● AVAILABLE RECORDS

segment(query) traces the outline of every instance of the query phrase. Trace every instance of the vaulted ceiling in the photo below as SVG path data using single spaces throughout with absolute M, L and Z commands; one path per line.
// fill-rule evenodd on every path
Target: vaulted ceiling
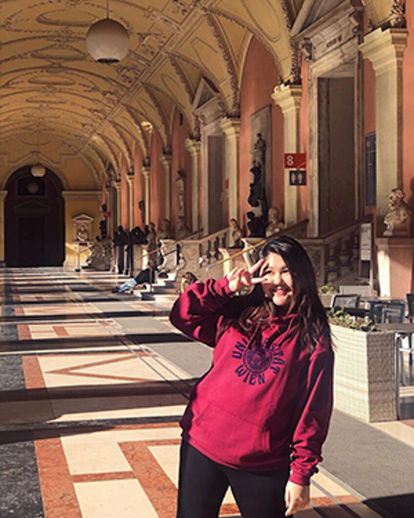
M 105 0 L 0 0 L 0 175 L 38 153 L 63 176 L 68 164 L 82 163 L 97 186 L 109 162 L 117 170 L 123 155 L 132 167 L 136 145 L 149 156 L 152 127 L 168 152 L 176 107 L 196 136 L 193 103 L 202 77 L 214 85 L 225 112 L 236 116 L 252 36 L 287 80 L 289 30 L 303 4 L 109 0 L 110 17 L 130 43 L 124 60 L 108 64 L 94 62 L 85 44 L 89 27 L 106 17 Z M 379 23 L 392 2 L 365 4 Z

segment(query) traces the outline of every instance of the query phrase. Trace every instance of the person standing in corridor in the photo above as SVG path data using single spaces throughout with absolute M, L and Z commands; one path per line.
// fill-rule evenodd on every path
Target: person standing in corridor
M 260 257 L 191 284 L 171 311 L 174 325 L 214 348 L 180 423 L 178 518 L 218 516 L 229 486 L 244 518 L 309 502 L 332 411 L 330 330 L 300 244 L 275 238 Z

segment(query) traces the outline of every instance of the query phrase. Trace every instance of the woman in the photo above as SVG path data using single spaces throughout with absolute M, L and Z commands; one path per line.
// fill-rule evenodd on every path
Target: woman
M 181 422 L 179 518 L 217 516 L 229 485 L 244 518 L 309 501 L 332 409 L 329 326 L 299 243 L 275 238 L 260 257 L 189 286 L 171 311 L 179 329 L 215 348 Z

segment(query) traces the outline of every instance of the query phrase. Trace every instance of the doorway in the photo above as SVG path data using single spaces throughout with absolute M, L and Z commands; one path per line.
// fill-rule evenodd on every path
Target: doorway
M 5 252 L 10 267 L 61 266 L 65 260 L 63 186 L 48 169 L 33 177 L 28 166 L 15 171 L 6 185 Z
M 318 79 L 319 235 L 355 219 L 353 77 Z
M 19 264 L 20 266 L 45 264 L 45 218 L 19 218 Z

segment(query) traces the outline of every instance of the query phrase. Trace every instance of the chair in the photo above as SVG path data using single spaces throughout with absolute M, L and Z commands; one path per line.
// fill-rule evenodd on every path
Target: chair
M 404 300 L 371 300 L 369 320 L 377 324 L 404 321 L 405 303 Z
M 333 296 L 331 306 L 333 308 L 358 308 L 360 298 L 358 293 L 337 293 Z

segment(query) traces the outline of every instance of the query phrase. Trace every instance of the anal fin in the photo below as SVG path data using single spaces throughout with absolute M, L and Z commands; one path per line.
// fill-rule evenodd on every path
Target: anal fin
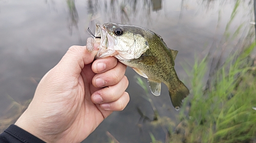
M 161 93 L 161 82 L 157 82 L 153 81 L 151 81 L 149 79 L 148 83 L 150 83 L 150 88 L 154 95 L 158 96 Z
M 141 70 L 136 68 L 133 68 L 134 70 L 135 70 L 137 73 L 139 74 L 140 76 L 143 76 L 146 78 L 147 78 L 147 76 Z

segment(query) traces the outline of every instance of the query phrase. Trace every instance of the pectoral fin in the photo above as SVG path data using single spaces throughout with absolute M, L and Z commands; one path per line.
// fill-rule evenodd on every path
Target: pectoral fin
M 151 81 L 149 79 L 148 80 L 152 94 L 156 96 L 159 96 L 161 93 L 161 82 Z
M 133 69 L 135 70 L 137 72 L 137 73 L 139 74 L 139 75 L 143 76 L 146 78 L 148 78 L 147 76 L 146 76 L 146 75 L 142 70 L 136 68 L 133 68 Z

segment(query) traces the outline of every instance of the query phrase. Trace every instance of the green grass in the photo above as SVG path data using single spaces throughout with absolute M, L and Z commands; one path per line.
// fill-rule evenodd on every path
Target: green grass
M 228 58 L 206 89 L 202 81 L 208 62 L 196 62 L 191 95 L 185 101 L 190 103 L 188 115 L 185 106 L 180 112 L 188 125 L 187 142 L 246 142 L 256 136 L 255 66 L 249 58 L 254 47 L 253 43 Z
M 165 142 L 252 142 L 256 137 L 256 65 L 250 55 L 255 46 L 254 42 L 228 57 L 210 75 L 207 86 L 203 81 L 208 75 L 207 56 L 196 60 L 189 73 L 190 95 L 179 112 L 181 123 L 175 131 L 172 124 Z M 146 83 L 137 80 L 148 94 Z M 159 121 L 164 118 L 158 116 Z M 161 142 L 150 135 L 152 142 Z

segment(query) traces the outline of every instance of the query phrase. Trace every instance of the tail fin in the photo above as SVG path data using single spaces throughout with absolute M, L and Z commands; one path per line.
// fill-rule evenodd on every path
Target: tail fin
M 169 95 L 170 101 L 175 109 L 178 109 L 181 105 L 182 100 L 189 94 L 187 87 L 180 81 L 180 85 L 176 89 L 169 89 Z

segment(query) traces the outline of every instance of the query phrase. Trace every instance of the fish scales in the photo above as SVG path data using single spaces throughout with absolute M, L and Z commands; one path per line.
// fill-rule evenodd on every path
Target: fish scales
M 173 105 L 180 107 L 189 92 L 174 69 L 178 51 L 169 49 L 160 36 L 143 27 L 109 23 L 96 24 L 95 36 L 101 38 L 96 59 L 114 56 L 147 78 L 156 96 L 160 95 L 163 82 Z

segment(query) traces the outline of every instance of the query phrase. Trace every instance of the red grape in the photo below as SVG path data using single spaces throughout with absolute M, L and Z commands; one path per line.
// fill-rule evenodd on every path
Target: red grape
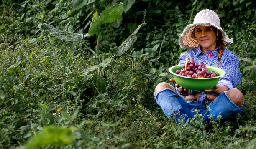
M 180 73 L 180 72 L 181 72 L 181 70 L 179 70 L 179 69 L 178 69 L 178 70 L 177 70 L 176 71 L 176 72 L 175 72 L 175 73 L 176 73 L 177 74 L 179 74 L 179 73 Z
M 182 68 L 176 70 L 175 73 L 182 76 L 195 78 L 209 78 L 220 75 L 214 71 L 209 72 L 205 68 L 206 66 L 202 62 L 197 63 L 193 59 L 191 58 L 187 62 L 187 66 L 183 65 Z

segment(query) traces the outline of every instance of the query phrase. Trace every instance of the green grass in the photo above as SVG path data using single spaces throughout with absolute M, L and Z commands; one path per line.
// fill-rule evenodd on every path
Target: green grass
M 61 23 L 56 16 L 71 9 L 69 1 L 54 2 L 58 8 L 54 13 L 46 13 L 54 11 L 51 7 L 54 5 L 48 4 L 50 9 L 32 1 L 26 10 L 26 7 L 9 6 L 10 1 L 4 1 L 0 14 L 0 148 L 255 148 L 255 72 L 243 69 L 253 66 L 255 53 L 242 48 L 247 45 L 247 49 L 255 49 L 255 35 L 250 32 L 255 25 L 251 30 L 246 27 L 229 31 L 236 33 L 236 43 L 229 48 L 244 63 L 240 68 L 243 81 L 237 86 L 245 98 L 239 117 L 233 123 L 212 120 L 204 124 L 197 115 L 187 125 L 172 122 L 154 97 L 156 86 L 169 82 L 172 76 L 168 69 L 186 50 L 177 45 L 180 29 L 169 27 L 184 22 L 174 25 L 170 19 L 162 26 L 147 25 L 138 32 L 136 44 L 120 57 L 113 51 L 128 37 L 124 32 L 128 29 L 103 26 L 100 60 L 114 58 L 100 71 L 84 76 L 83 71 L 97 64 L 84 46 L 94 46 L 94 39 L 64 41 L 38 30 L 40 19 L 48 17 L 55 20 L 55 26 L 68 28 L 62 26 L 67 22 Z M 13 6 L 24 4 L 20 3 Z M 31 20 L 23 21 L 18 17 L 26 11 L 29 15 L 26 19 Z M 128 17 L 123 15 L 125 20 Z

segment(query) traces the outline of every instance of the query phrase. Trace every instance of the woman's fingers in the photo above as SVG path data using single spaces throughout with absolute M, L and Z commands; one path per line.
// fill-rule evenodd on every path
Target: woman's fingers
M 177 84 L 176 82 L 175 81 L 175 80 L 174 80 L 174 78 L 171 78 L 170 79 L 170 81 L 172 82 L 172 83 L 174 83 L 175 84 Z

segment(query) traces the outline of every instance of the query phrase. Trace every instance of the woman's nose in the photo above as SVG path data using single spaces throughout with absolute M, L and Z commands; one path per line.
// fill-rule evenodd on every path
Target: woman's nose
M 205 36 L 205 32 L 204 31 L 202 31 L 201 32 L 201 37 L 203 37 Z

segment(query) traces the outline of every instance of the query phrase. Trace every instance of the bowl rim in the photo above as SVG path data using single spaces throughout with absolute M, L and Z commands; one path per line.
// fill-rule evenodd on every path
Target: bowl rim
M 190 78 L 190 77 L 188 77 L 184 76 L 180 76 L 180 75 L 177 75 L 176 73 L 172 71 L 172 69 L 173 68 L 175 67 L 177 67 L 178 66 L 183 66 L 183 65 L 184 65 L 184 64 L 177 65 L 175 65 L 175 66 L 172 66 L 170 68 L 169 68 L 169 71 L 171 73 L 172 73 L 172 74 L 173 74 L 174 75 L 175 75 L 176 76 L 178 76 L 179 77 L 183 77 L 183 78 L 191 78 L 191 79 L 214 79 L 215 78 L 220 78 L 221 77 L 223 76 L 226 73 L 225 72 L 225 71 L 224 71 L 224 70 L 223 70 L 223 69 L 221 69 L 221 68 L 218 68 L 218 67 L 217 67 L 213 66 L 210 66 L 210 65 L 205 65 L 205 66 L 206 66 L 205 67 L 207 67 L 207 66 L 211 66 L 211 67 L 215 67 L 215 68 L 218 68 L 219 69 L 220 69 L 222 70 L 223 71 L 223 74 L 222 74 L 221 75 L 220 75 L 220 76 L 218 76 L 215 77 L 208 78 Z

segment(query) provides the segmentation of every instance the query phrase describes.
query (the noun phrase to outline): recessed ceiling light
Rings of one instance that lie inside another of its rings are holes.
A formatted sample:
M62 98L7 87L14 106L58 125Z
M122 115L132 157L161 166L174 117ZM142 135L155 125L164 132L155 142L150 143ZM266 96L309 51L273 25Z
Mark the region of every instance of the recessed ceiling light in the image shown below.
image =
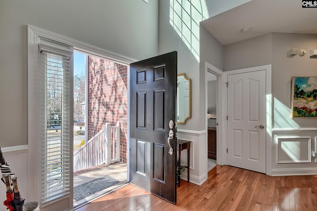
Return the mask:
M249 32L250 30L251 30L251 29L250 29L250 28L244 28L243 29L242 29L241 30L241 31L242 31L242 32Z

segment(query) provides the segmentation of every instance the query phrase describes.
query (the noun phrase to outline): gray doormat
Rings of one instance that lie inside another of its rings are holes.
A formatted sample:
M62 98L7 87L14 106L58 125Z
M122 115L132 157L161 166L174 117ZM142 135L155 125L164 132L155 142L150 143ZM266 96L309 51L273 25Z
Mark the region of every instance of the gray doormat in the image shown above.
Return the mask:
M119 182L120 181L106 175L102 177L79 185L74 188L74 201L81 200Z

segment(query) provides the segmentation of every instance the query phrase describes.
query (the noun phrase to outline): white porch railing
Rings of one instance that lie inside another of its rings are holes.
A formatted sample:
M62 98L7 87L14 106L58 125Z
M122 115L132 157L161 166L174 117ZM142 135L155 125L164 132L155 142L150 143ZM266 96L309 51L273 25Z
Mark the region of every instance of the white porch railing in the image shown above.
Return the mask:
M74 153L74 172L120 161L120 122L105 127Z

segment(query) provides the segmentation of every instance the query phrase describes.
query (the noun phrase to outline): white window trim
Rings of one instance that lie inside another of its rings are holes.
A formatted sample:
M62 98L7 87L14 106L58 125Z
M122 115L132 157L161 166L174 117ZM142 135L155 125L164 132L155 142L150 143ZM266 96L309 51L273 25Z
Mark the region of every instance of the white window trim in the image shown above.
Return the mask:
M60 42L73 46L76 51L81 51L84 53L89 54L92 56L106 58L112 60L116 63L128 66L129 76L130 65L131 63L137 61L136 60L111 52L101 48L76 41L65 37L63 37L39 28L28 25L28 178L29 187L28 199L32 201L40 202L41 197L41 177L40 171L40 148L39 147L40 137L37 128L39 128L39 98L38 73L39 71L39 51L38 44L40 38L46 38L51 40L55 40ZM128 77L128 86L129 84L129 76ZM129 94L128 96L128 103L129 102ZM129 108L129 105L128 105ZM128 115L129 111L128 109ZM129 128L129 122L128 122ZM35 128L37 128L35 129ZM129 135L129 131L128 135ZM129 154L129 153L128 153ZM128 157L129 154L128 154ZM128 161L128 163L129 161ZM72 158L71 161L71 169L73 167ZM129 170L128 166L128 170ZM72 179L72 177L71 178ZM72 188L73 181L71 187ZM72 209L73 190L70 190L70 194L71 200L69 200L68 207Z

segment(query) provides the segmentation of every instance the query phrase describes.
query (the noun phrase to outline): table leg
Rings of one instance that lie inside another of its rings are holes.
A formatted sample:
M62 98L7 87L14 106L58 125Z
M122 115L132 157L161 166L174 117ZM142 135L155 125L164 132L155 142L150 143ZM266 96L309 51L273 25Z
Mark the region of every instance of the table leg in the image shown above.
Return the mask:
M189 182L189 153L190 152L190 142L187 147L187 182Z
M178 175L180 174L180 149L178 149L178 162L177 162L177 165L178 165ZM178 176L177 179L178 179L178 187L180 187L180 176Z

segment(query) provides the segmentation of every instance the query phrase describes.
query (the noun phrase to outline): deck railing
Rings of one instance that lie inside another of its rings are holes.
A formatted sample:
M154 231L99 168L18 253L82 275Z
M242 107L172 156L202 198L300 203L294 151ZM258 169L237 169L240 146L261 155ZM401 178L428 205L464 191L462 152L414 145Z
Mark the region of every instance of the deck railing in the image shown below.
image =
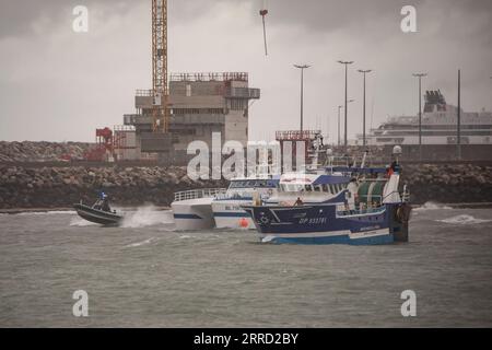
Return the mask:
M214 197L219 194L224 194L225 190L225 188L198 188L181 190L174 194L174 201Z

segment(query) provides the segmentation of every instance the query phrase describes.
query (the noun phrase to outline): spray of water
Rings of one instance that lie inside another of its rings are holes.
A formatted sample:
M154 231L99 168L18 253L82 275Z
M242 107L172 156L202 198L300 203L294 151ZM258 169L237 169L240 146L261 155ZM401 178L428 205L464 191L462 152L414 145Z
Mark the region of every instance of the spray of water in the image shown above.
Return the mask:
M437 210L437 209L453 209L452 207L435 202L435 201L426 201L419 208L415 208L417 211L426 211L426 210Z
M156 210L154 206L140 207L134 212L127 212L121 228L144 228L153 225L171 225L174 223L171 210Z

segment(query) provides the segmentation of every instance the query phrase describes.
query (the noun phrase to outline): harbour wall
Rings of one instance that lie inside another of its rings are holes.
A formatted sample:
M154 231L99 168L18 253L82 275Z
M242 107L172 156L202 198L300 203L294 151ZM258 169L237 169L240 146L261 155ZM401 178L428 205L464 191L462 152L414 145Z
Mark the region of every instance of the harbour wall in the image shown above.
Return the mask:
M412 203L492 201L492 164L402 165ZM175 191L226 186L226 180L194 182L178 166L0 164L0 209L71 207L94 201L101 190L118 206L168 206Z

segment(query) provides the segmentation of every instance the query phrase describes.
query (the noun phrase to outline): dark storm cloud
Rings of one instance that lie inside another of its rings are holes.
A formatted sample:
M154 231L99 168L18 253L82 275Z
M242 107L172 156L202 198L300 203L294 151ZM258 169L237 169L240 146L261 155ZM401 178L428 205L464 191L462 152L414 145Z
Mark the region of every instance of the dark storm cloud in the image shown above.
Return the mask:
M0 38L33 34L33 23L47 20L55 27L75 5L98 7L115 13L131 10L131 0L2 0Z

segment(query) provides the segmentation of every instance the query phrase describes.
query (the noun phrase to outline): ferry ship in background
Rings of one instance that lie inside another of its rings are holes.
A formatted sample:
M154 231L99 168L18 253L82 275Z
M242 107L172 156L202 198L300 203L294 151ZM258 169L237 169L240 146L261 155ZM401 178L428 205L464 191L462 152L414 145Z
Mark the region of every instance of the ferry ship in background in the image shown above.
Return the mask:
M446 103L440 90L426 91L422 110L422 144L455 145L457 143L458 107ZM461 144L492 144L492 112L460 113ZM362 144L362 135L358 135ZM419 116L390 117L366 136L368 145L402 147L419 144Z

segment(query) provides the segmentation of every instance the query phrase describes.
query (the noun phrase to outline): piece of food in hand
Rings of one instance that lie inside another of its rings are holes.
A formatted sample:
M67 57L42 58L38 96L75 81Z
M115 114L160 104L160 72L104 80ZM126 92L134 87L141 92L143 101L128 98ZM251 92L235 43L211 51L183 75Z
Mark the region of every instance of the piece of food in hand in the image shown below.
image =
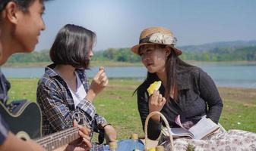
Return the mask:
M150 96L153 91L158 91L158 89L160 88L162 84L161 81L158 81L158 82L154 82L153 83L152 83L150 87L147 88L147 92L148 94Z

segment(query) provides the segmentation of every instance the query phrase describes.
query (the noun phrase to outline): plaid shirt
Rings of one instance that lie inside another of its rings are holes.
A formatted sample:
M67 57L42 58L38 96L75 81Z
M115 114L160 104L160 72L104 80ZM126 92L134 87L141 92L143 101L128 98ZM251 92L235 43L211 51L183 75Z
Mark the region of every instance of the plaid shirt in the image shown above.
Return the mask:
M8 133L9 131L9 128L1 116L0 114L0 146L5 142Z
M74 119L98 132L99 126L107 122L96 113L93 104L86 98L74 108L66 82L52 69L55 66L47 66L38 82L36 100L42 109L43 135L72 127ZM87 92L89 82L86 72L81 69L76 69L76 72Z

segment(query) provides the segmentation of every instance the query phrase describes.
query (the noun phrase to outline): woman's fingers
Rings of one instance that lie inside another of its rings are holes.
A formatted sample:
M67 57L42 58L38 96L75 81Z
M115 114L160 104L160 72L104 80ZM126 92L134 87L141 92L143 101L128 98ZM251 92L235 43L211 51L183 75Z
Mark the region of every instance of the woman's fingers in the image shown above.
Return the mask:
M164 106L164 104L166 104L166 97L162 97L162 100L160 102L160 106Z
M89 137L89 135L85 134L84 133L83 133L82 131L79 131L78 134L80 135L80 137L83 137L83 139L84 140L90 140L90 137Z

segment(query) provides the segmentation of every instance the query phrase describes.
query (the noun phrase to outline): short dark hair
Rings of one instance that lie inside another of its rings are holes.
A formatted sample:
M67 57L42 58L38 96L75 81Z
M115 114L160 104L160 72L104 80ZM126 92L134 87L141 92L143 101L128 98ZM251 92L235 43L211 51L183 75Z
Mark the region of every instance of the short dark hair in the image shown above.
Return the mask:
M67 24L58 32L50 49L51 60L55 64L71 65L87 69L88 53L95 44L96 34L82 26Z
M28 8L36 0L1 0L0 1L0 12L5 8L6 5L10 2L15 2L18 7L24 12L27 12ZM49 0L40 0L41 3Z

● YOUR INSTRUCTIONS
Locate each line of the records containing the string "cloud", matching case exactly, and copy every such line.

● THE RESPONSE
query (the noun phrase to outline): dark storm cloud
Mark the region of every instance of the dark storm cloud in the image shown above.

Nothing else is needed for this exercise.